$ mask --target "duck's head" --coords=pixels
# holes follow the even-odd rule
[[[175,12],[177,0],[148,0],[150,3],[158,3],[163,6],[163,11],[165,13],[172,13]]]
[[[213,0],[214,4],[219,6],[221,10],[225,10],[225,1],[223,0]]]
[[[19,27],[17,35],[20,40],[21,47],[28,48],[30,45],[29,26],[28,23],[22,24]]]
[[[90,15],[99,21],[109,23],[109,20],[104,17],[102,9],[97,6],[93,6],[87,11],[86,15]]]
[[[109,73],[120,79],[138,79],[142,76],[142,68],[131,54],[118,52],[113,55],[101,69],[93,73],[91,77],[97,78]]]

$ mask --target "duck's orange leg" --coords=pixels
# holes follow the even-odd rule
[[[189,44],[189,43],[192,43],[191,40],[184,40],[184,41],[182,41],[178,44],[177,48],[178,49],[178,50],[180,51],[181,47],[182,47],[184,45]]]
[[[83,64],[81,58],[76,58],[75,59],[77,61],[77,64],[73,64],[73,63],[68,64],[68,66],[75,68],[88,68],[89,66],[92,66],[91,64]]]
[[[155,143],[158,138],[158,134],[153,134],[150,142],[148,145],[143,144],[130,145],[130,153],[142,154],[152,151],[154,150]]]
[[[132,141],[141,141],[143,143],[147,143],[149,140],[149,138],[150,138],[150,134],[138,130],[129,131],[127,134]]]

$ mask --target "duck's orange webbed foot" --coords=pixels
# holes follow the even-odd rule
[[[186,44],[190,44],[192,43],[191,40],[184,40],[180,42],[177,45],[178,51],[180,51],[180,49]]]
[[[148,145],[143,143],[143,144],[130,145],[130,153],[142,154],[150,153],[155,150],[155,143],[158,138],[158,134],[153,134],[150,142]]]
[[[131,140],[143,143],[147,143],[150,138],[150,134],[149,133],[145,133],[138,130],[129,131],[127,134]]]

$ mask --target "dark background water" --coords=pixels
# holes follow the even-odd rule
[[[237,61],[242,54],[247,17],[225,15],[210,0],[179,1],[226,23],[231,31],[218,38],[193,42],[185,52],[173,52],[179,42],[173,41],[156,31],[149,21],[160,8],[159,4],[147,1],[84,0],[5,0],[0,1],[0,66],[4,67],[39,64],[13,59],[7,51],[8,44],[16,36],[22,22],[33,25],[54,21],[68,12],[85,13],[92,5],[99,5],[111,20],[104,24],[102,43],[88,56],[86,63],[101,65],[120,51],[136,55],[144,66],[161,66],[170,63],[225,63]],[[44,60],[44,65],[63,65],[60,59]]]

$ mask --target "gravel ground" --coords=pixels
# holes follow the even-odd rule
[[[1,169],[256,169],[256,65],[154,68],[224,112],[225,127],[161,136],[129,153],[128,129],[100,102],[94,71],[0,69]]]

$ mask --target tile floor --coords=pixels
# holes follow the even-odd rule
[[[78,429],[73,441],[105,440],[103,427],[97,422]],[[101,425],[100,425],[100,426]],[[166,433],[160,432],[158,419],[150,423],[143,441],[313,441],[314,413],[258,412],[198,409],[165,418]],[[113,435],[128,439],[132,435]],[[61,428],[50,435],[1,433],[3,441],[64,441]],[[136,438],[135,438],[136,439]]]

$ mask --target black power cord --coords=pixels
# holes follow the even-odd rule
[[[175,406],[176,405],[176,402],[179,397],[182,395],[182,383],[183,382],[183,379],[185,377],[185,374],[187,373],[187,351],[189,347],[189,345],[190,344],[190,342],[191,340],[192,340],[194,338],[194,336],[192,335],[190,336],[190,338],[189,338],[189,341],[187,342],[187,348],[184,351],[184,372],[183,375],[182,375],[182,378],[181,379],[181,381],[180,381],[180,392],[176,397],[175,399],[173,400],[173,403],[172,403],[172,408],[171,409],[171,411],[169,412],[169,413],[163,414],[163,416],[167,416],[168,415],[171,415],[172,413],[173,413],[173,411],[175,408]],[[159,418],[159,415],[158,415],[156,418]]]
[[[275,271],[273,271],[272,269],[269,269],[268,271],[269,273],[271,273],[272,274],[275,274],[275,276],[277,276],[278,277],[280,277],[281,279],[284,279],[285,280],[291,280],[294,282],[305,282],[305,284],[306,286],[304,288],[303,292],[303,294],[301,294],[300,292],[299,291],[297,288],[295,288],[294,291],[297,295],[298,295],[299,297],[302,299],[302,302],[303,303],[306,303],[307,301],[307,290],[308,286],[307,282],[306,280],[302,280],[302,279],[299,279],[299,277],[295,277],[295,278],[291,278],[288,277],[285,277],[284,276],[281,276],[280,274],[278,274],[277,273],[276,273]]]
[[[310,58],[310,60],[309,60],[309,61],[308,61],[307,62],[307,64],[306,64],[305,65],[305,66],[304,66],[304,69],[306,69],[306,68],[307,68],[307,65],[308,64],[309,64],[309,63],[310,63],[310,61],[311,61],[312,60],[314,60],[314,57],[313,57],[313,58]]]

* * * *

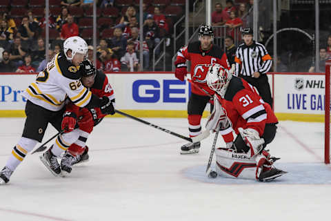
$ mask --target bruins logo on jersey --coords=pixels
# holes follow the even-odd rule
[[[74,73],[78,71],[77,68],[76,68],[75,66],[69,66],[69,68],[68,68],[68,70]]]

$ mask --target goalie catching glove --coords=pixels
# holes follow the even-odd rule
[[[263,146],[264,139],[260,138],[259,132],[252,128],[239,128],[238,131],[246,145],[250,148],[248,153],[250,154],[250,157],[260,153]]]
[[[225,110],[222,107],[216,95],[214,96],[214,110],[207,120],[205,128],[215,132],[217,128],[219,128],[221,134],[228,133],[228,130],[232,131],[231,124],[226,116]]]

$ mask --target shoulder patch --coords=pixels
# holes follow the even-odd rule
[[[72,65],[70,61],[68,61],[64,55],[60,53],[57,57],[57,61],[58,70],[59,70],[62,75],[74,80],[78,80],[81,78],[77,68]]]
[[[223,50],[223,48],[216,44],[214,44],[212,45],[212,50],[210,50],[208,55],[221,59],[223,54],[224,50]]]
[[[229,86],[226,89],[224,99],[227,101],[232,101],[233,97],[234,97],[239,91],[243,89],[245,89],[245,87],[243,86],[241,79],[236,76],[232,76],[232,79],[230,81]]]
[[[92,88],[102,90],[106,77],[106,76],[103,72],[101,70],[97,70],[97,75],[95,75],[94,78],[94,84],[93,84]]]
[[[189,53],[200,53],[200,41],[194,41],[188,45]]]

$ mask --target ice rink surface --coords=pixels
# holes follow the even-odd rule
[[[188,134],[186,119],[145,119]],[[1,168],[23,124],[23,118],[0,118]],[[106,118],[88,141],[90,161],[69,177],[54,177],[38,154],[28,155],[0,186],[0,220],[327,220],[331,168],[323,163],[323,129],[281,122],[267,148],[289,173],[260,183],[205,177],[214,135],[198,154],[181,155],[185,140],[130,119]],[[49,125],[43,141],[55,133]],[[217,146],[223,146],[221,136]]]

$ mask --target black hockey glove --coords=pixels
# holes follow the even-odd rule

* * * *

Goal of the exercise -
Copy every line from the entries above that contains the word "black". Case counts.

Solution for this problem -
$ mask --target black power cord --coords=pixels
$ mask --target black hockey glove --coords=pixels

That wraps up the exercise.